This terraform module helps to provision OKD 4 on Hetzner Cloud. What it does is:
- Provision a server used to serve ignition files (required for booting Fedora CoreOS)
- Setup bootstrap node, master nodes & worker nodes
- Setup a Hetzner LoadBalancer targeting all servers on the ports 80, 443, 6443, 22623 and additionally points 8443 to 6443 (useful if behind corporate network)
- Downloads required Fedora CoreOS binaries in the /boot partition and creates a grub2 config which boots into Fedora CoreOS with the correct arguments
- Setup all required DNS entries using CloudFlare
As I couldn't get Fedora CoreOS properly running only using Hetzners private networks (input/PRs are welcome!) the servers are exposed using public IPs. Public access is prevented after the installation via iptables
using a DaemonSet
. External access is then only possible through the LoadBalancer. I recommended using a bastion node as it can be used a entrypoint over the network to your cluster and to store all required files and binaries for the installation and maintenance tasks.
Provision a CX11
or CX11-CEPH
Hetzner Cloud Server using the operating system of your liking. I use CX11-CEPH
as performance doesn't matter and VMs using Ceph as storage system are replicated. As operating system I use CentOS 8 as it's familiar to Fedora CoreOS. The provisioning process only takes a couple of seconds.
If you use the hcloud CLI you can run the following command instead of using the web console:
hcloud context create okd4 # Read/Write token is required. This can be issued using the Hetzner Cloud Console
hcloud ssh-key create --name key --public-key-from-file=~/.ssh/id_rsa.pub
hcloud server create --image centos-8 --type cx11-ceph --name bastion --ssh-key key
hcloud server ssh bastion
If not done during installation, setup SSH access via SSH keys. To disable SSH login via password, run the following command:
sudo sed -i -e 's#PasswordAuthentication yes#PasswordAuthentication no#' /etc/ssh/sshd_config
systemctl restart sshd
Install tar/unzip/git
sudo dnf install tar unzip git -y
Download the latest release of oc/openshift-install from https://github.com/openshift/okd/releases
curl -L https://github.com/openshift/okd/releases/download/4.5.0-0.okd-2020-10-15-235428/openshift-client-linux-4.5.0-0.okd-2020-10-15-235428.tar.gz | tar xvz
sudo mv oc kubectl /usr/local/bin/
curl -L https://github.com/openshift/okd/releases/download/4.5.0-0.okd-2020-10-15-235428/openshift-install-linux-4.5.0-0.okd-2020-10-15-235428.tar.gz | tar xvz
sudo mv openshift-install /usr/local/bin/
Download latest Linux 64-bit terraform binary from https://www.terraform.io/downloads.html
curl -o terraform.zip https://releases.hashicorp.com/terraform/0.13.5/terraform_0.13.5_linux_amd64.zip
unzip terraform.zip
sudo mv terraform /usr/local/bin/
To have access to the nodes during installation (and afterwards when Fedora CoreOS is in use) a SSH key must be in place on the bastion node. This key will also be referenced in the Terraform module.

§ **Given information**
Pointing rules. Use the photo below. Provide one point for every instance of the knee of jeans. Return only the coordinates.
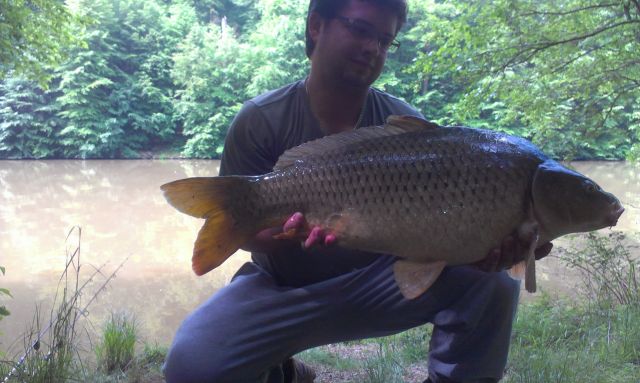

§ **Problems to solve**
1/ Reproduce the passage of the guide on provisioning OKD 4 on Hetzner Cloud, starting with "This terraform module" and going on through "behind corporate network)".
2/ Resume the guide on provisioning OKD 4 on Hetzner Cloud from the point at which it stops.

§ **Replies**
1/
This terraform module helps to provision OKD 4 on Hetzner Cloud. What it does is:
- Provision a server used to serve ignition files (required for booting Fedora CoreOS)
- Setup bootstrap node, master nodes & worker nodes
- Setup a Hetzner LoadBalancer targeting all servers on the ports 80, 443, 6443, 22623 and additionally points 8443 to 6443 (useful if behind corporate network)

2/
ssh-keygen -f ~/.ssh/id_rsa -q -N ""
git clone https://github.com/niiku/hcloud-okd4.git
Copy the install-config.yaml from the git repo into a separate directory
mkdir -p okd4/installer
cd okd4/
cp ~/hcloud-okd4/files/install-config.yaml install-config.yaml
vi install-config.yaml
Modify the install-config.yaml. Set baseDomain
to your top level domain (e.g. example.tld). Set metadata.name
to the wanted subdomain (e.g. okd for okd.example.tld). To get a pull secret for RedHat images (not required but useful) go to https://cloud.redhat.com/openshift/install/metal/installer-provisioned (RedHat user account required) and copy the secret into the pullSecret
field. Don't forget to set the sshKey.
Copy the install-config.yaml to the installer/
directory. This is useful as the install-config.yaml file disappears while generating the installer files.
cp install-config.yaml installer/
Generate the ignition files
openshift-install create ignition-configs --dir=installer/
Warning: These ignition files containing certificates only valid for 24h. Recreate the files afterwards.
Go inside the terraform module & copy the terraform.tfvars.example
file:
cd ~/hcloud-okd4/tf/
cp terraform.tfvars.example terraform.tfvars
vi terraform.tfvars
Modify the terraform.tfvars
files accordingly.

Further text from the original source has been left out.